■ Direction
Retype, unchanged, the stretch of the material below from the line containing "Pick out each instance of the dark blue" through the line containing "<point>71,314</point>".

■ Data for this exercise
-=-=-=-=-

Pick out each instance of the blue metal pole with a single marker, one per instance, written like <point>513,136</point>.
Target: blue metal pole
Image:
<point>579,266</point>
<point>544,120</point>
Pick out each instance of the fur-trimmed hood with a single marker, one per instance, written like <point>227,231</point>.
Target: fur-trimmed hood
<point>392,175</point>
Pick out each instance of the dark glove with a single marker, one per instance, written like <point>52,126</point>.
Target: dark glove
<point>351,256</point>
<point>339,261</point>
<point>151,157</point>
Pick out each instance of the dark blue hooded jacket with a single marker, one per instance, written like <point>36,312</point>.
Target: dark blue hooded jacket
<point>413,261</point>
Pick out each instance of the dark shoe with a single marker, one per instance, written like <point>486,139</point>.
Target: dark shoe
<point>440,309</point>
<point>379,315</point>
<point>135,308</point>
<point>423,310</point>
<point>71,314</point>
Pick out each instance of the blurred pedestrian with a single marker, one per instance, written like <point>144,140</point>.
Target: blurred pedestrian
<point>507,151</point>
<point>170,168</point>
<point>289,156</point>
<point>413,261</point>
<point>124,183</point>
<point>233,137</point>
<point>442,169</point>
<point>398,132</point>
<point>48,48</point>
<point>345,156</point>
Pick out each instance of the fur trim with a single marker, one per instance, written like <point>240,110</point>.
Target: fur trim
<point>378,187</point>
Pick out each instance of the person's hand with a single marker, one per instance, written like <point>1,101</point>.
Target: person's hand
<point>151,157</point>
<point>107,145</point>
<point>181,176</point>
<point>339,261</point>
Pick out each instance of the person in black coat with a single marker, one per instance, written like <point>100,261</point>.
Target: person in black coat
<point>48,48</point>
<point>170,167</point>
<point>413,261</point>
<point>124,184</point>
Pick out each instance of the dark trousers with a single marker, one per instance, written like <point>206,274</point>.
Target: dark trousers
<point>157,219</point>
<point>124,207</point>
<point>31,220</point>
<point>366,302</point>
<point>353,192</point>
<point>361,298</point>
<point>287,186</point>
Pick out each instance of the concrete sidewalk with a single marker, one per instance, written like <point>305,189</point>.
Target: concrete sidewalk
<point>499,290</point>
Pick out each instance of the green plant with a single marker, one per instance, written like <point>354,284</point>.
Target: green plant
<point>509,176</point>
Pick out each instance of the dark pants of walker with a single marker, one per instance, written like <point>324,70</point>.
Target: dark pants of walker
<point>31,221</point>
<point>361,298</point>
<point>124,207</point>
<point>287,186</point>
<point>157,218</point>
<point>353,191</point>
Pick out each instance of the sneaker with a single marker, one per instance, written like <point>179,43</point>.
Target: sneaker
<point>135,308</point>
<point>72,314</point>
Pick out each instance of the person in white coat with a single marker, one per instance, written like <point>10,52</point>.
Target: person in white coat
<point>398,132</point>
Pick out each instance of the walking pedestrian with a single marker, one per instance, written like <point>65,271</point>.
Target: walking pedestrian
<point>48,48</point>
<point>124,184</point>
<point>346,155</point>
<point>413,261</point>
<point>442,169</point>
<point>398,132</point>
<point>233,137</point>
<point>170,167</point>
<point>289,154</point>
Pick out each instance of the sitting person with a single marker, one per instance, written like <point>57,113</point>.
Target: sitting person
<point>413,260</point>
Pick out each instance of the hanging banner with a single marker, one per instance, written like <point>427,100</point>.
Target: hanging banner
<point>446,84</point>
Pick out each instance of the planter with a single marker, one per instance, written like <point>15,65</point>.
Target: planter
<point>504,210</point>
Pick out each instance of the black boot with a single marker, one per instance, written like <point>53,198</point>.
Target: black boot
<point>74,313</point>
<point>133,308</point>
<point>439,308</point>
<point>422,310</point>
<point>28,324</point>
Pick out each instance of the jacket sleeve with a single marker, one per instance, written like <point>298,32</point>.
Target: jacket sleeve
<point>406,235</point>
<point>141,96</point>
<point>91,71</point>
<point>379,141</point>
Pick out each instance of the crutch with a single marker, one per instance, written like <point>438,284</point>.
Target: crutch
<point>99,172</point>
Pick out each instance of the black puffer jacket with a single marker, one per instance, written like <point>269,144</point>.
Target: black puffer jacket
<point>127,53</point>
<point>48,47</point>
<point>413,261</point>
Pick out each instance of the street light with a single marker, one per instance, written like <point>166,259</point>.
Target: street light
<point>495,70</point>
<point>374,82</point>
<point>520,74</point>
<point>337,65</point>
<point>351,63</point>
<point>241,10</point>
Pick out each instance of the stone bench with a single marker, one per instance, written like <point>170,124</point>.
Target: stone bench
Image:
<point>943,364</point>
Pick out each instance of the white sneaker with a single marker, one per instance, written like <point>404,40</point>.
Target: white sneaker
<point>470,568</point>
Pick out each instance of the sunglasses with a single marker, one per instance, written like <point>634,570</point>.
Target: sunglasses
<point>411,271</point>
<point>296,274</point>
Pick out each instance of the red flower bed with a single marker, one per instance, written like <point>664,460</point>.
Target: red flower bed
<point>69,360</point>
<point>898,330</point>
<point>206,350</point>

-=-=-=-=-

■ Result
Pick out each instance of the dark blue hooded jacket with a single marker, one per instance, written like <point>36,312</point>.
Target: dark blue hooded jacket
<point>413,261</point>
Pick out each instance of the dark shoe with a single marker, one per instance, written like <point>486,139</point>.
Target: dark shoe
<point>440,309</point>
<point>379,315</point>
<point>135,308</point>
<point>423,310</point>
<point>71,314</point>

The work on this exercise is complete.